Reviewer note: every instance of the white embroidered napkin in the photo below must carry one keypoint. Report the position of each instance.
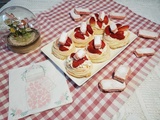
(36, 88)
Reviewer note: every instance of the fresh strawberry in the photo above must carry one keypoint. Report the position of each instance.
(92, 21)
(92, 49)
(105, 20)
(63, 48)
(118, 35)
(89, 29)
(107, 30)
(96, 16)
(87, 34)
(79, 35)
(76, 63)
(103, 45)
(123, 28)
(118, 25)
(77, 29)
(68, 42)
(99, 23)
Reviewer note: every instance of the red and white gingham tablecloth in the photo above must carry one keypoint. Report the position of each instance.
(88, 101)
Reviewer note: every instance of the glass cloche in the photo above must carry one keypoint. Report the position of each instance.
(20, 24)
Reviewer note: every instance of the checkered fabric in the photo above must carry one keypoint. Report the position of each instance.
(88, 101)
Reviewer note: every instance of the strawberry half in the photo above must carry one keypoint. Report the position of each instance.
(63, 48)
(96, 16)
(77, 29)
(99, 23)
(118, 35)
(92, 21)
(68, 42)
(79, 35)
(89, 29)
(107, 30)
(105, 20)
(123, 28)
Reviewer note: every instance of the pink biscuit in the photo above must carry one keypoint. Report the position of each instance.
(82, 11)
(76, 17)
(121, 73)
(140, 52)
(117, 15)
(148, 34)
(111, 85)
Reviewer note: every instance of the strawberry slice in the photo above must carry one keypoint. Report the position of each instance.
(77, 29)
(79, 35)
(118, 25)
(63, 48)
(118, 35)
(89, 29)
(105, 20)
(87, 34)
(92, 49)
(68, 42)
(96, 16)
(76, 63)
(107, 30)
(92, 21)
(99, 23)
(123, 28)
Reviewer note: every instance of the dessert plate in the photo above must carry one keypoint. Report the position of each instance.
(47, 50)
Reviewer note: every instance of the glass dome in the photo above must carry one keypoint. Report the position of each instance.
(16, 12)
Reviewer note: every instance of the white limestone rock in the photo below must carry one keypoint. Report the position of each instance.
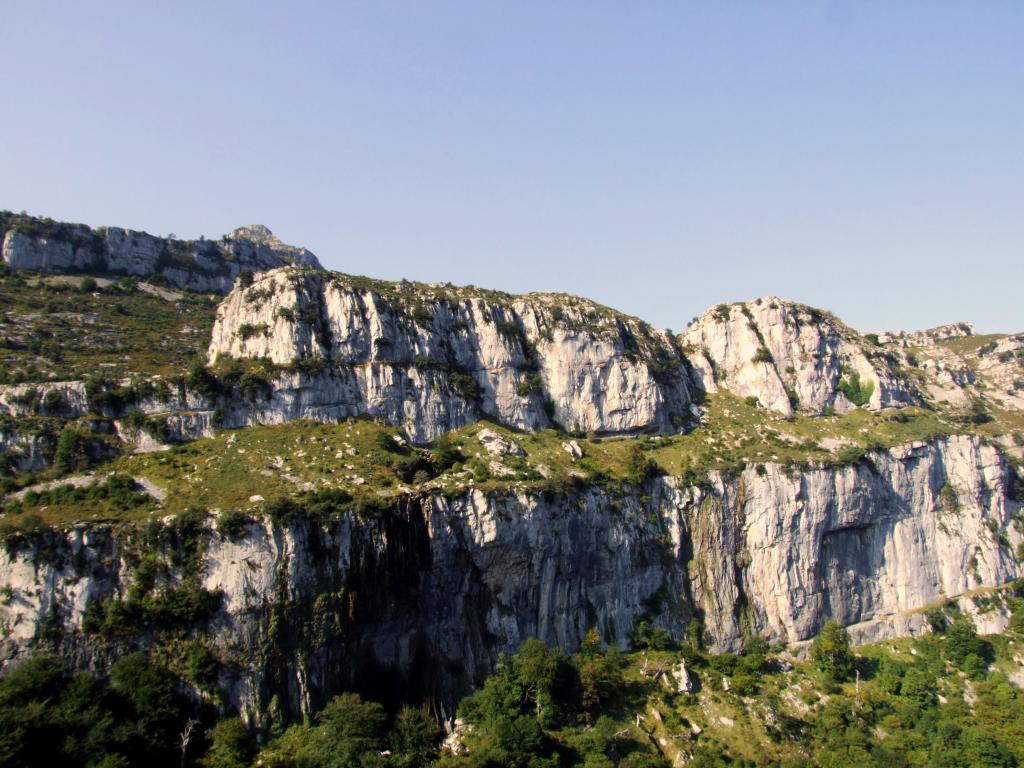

▶ _Exercise brief_: Render every line of the listing above as a numbered list, omitting blank lines and leaving out the pictures.

▶ _Complete response_:
1. Reviewer note: every instance of the white embroidered napkin in the photo below must carry one keypoint. Report the position of each instance.
2. (36, 88)
3. Reviewer note: every instance of the fresh strawberry in the photo above must carry one keypoint. Report the position of each instance.
4. (92, 21)
5. (92, 49)
6. (105, 20)
7. (63, 48)
8. (118, 35)
9. (89, 29)
10. (107, 30)
11. (96, 16)
12. (87, 34)
13. (79, 35)
14. (76, 63)
15. (103, 45)
16. (123, 28)
17. (118, 25)
18. (77, 29)
19. (68, 42)
20. (99, 23)
21. Reviewer note: every instance of the red and white gingham tablecloth in the photo above must carry one keypoint. Report the position of each instance.
22. (88, 101)
23. Reviewer note: every instance of the glass cloche in the photo above must carry one keypoint. Report the position of each instance.
24. (20, 24)
25. Reviewer note: every instance of the checkered fabric in the photo above must carry one keypoint. Report the position of each instance.
26. (88, 101)
27. Reviewer note: every instance of the strawberry half in the photo above must carry one keypoint. Report the position of each instance.
28. (63, 48)
29. (96, 16)
30. (77, 29)
31. (99, 23)
32. (118, 35)
33. (92, 21)
34. (68, 42)
35. (79, 35)
36. (89, 29)
37. (107, 30)
38. (105, 20)
39. (123, 28)
40. Reviewer note: every instance of the pink biscuit in the photo above must carry one keypoint. Report the position of each instance.
41. (82, 11)
42. (76, 17)
43. (121, 73)
44. (140, 52)
45. (117, 15)
46. (148, 34)
47. (111, 85)
48. Reviewer note: every instance of the strawberry slice in the photo above must carry one keypoint. Report the position of each instance.
49. (77, 29)
50. (79, 35)
51. (118, 25)
52. (63, 48)
53. (118, 35)
54. (89, 29)
55. (105, 20)
56. (87, 34)
57. (92, 49)
58. (68, 42)
59. (96, 16)
60. (76, 63)
61. (107, 30)
62. (92, 21)
63. (99, 23)
64. (123, 28)
65. Reviewer note: every instance of the dessert plate in the photo above must carry one keypoint. Report the position of each instance.
66. (47, 50)
67. Reviewer note: every instance of the glass dome in the photo above must carry one keypoint. Report the position of each instance.
68. (16, 12)
69. Reviewer note: every instance of the white limestone rock in the photo below must carry one keypoint. Report the position of each instance.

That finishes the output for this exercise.